═══ Verilen Metin ═══

![Abaküs Yazılım](/3.png)
Esas No: 2021/8078
Karar No: 2022/2561
Karar Tarihi: 24.02.2022
Yargıtay 10. Hukuk Dairesi 2021/8078 Esas 2022/2561 Karar Sayılı İlamı
10. Hukuk Dairesi 2021/8078 E. , 2022/2561 K."İçtihat Metni"
Bölge Adliye
Mahkemesi : ... Bölge Adliye Mahkemesi 33. Hukuk Dairesi
İlk Derece
Mahkemesi : ... 3. İş Mahkemesi
Dava, prime esas kazancın tespiti istemine ilişkindir.
İlk Derece Mahkemesince, hükümde belirtilen gerekçelerle davanın reddine dair verilen karara karşı davacı vekili tarafından istinaf yoluna başvurulması üzerine, ... Bölge Adliye Mahkemesi 33. Hukuk Dairesince istinaf başvurusunun esastan reddine karar verilmiştir.
... Bölge Adliye Mahkemesi 33. Hukuk Dairesince verilen kararın, davacı vekili tarafından temyiz edilmesi üzerine, temyiz isteğinin süresinde olduğu anlaşıldıktan ve Tetkik Hâkimi ... tarafından düzenlenen raporla dosyadaki kağıtlar okunduktan sonra işin gereği düşünüldü ve aşağıdaki karar tespit edildi.
I-İSTEM
Davacı, davalı grup şirketlerde 09.02.1998 tarihinde çalışmaya başladığını, 02.03.1998-10.03.2009 tarihleri arasında sigortalılık bildiriminin yapıldığını, grup şirketlerin 2008 yılında bölündüğünü, 23.10.2008-10.03.2009 tarihleri arasında ... Uluslararası Nakliye ve Ticaret A.Ş. unvanlı davalı işyerinden bildiriminin yapıldığını, Kuruma ücretlerinin gerçek ücret üzerinden bildirilmediğini, davacının ücretinin 2009 yılının başından itibaren gerçek ücret üzerinden 2.651,77 TL olarak Kuruma bildirildiğini, davacının 02.03.1998-31.12.2008 tarihleri arası prime esas kazançlarının tespitini istemiştir.
II-CEVAP
Davalı ... Tekstil A.Ş. vekili; dava tarihleri döneminde davalı şirket ... Tekstil AŞ ve davalı şirket ... Seyahat Nakliyat A.Ş. ünvanlı şirketlerin grup şirket olduğunu, davacının kaydının müvekkili şirkette olsa da fiili çalışmasının ... Seyahat Nakliyat A.Ş. ünvanlı şirkette olduğunu, davacının ücretlerinin davalı Kuruma bildirildiği kadar olduğunu belirterek davanın reddini savunmuştur.

═══ Kaynak Veriler ═══

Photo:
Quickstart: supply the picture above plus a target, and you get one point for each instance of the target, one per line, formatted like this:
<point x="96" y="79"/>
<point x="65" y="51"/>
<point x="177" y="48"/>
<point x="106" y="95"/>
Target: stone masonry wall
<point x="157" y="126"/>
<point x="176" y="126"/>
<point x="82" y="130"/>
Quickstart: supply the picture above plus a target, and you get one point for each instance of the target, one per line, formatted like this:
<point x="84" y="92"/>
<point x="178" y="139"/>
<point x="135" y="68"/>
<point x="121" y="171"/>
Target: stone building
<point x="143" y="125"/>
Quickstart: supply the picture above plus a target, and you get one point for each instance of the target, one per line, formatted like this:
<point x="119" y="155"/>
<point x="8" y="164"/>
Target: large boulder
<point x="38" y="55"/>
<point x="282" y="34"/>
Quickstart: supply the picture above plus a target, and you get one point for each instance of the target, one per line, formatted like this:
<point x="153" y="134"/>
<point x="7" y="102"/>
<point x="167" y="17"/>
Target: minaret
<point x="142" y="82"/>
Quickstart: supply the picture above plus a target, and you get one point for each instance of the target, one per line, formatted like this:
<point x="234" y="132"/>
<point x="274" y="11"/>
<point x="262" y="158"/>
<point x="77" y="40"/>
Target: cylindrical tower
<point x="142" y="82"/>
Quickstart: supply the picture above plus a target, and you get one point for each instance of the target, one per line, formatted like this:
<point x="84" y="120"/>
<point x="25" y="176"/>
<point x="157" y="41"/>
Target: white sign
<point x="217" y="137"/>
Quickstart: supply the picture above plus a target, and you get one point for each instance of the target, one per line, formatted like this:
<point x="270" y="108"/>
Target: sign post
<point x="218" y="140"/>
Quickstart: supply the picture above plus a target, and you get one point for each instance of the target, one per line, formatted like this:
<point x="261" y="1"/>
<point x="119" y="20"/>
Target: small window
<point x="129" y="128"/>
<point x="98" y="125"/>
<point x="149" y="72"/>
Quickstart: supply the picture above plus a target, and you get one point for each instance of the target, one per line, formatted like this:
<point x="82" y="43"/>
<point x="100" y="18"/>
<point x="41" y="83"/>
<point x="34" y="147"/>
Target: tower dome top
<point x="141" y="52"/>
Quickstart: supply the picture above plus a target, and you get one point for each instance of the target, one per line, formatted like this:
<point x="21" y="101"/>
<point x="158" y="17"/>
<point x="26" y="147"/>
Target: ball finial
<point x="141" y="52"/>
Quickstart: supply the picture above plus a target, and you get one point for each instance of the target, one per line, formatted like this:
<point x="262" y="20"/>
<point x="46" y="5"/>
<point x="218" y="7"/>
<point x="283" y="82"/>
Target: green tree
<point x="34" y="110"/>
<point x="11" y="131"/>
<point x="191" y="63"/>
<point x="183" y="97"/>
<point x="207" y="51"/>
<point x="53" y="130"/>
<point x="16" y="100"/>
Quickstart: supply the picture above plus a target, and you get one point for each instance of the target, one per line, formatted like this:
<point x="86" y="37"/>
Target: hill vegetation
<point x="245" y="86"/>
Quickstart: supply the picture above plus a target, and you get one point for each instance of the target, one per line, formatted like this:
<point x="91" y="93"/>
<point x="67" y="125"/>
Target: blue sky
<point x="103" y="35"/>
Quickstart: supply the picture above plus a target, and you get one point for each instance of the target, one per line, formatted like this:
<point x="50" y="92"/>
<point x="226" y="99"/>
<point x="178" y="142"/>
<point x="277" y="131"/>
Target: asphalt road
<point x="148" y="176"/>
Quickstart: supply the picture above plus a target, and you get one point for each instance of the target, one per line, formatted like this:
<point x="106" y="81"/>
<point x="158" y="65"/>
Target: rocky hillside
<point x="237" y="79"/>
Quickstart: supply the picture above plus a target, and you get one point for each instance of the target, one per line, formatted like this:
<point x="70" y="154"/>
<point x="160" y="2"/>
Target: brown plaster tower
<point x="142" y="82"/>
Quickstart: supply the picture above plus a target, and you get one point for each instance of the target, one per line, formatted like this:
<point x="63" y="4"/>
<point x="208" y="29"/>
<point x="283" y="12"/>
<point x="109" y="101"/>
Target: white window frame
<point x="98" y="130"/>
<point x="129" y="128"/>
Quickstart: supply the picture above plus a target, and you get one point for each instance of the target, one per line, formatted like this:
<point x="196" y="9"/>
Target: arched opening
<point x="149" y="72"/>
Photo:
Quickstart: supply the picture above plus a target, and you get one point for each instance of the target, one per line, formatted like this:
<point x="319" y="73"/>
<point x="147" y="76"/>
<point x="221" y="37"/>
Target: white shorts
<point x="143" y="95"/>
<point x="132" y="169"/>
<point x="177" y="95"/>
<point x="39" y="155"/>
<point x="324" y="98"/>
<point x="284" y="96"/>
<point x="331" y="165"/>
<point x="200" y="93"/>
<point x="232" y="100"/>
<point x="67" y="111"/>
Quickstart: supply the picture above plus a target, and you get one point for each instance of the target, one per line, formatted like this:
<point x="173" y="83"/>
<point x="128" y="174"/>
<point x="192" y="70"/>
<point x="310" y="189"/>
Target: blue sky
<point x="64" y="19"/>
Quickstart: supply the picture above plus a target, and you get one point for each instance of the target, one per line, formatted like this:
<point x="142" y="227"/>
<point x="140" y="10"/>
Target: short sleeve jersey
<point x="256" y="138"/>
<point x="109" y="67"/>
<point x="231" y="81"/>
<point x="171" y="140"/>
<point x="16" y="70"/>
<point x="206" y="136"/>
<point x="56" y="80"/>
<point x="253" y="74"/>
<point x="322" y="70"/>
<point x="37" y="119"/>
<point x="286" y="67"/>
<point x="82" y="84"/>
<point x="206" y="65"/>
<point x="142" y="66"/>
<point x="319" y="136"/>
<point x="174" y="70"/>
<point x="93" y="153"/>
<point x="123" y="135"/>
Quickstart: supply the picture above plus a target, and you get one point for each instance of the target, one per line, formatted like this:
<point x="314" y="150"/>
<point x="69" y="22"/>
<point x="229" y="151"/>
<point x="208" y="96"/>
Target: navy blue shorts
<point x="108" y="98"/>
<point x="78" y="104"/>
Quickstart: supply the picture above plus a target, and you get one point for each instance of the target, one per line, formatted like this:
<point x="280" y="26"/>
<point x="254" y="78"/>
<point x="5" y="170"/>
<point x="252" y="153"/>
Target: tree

═══

* **Görevler**
a – Yargıtay kararına göre aşağıdaki soruları yanıtlayın.
(i) Kararın tarihi nedir?
(ii) Davacı, davalı grup şirketlerde hangi tarihte çalışmaya başladığını belirtmiştir?
(iii) Davacının ücreti 2009 yılının başından itibaren Kuruma kaç TL olarak bildirilmiştir?
b – Kayıtlarda "tower" kelimesini içeren her satırı seçip kopyalayın; büyük ve küçük harf ayrımı dikkate alınmalıdır.
Metin ile kayıtlar arasında herhangi bir bağlantı bulunmamaktadır.

* **Beklenen Yanıtlar**
a –
(i) 24.02.2022
(ii) 09.02.1998
(iii) 2.651,77 TL

b –
Target: cylindrical tower
Target: tower dome top
Target: brown plaster tower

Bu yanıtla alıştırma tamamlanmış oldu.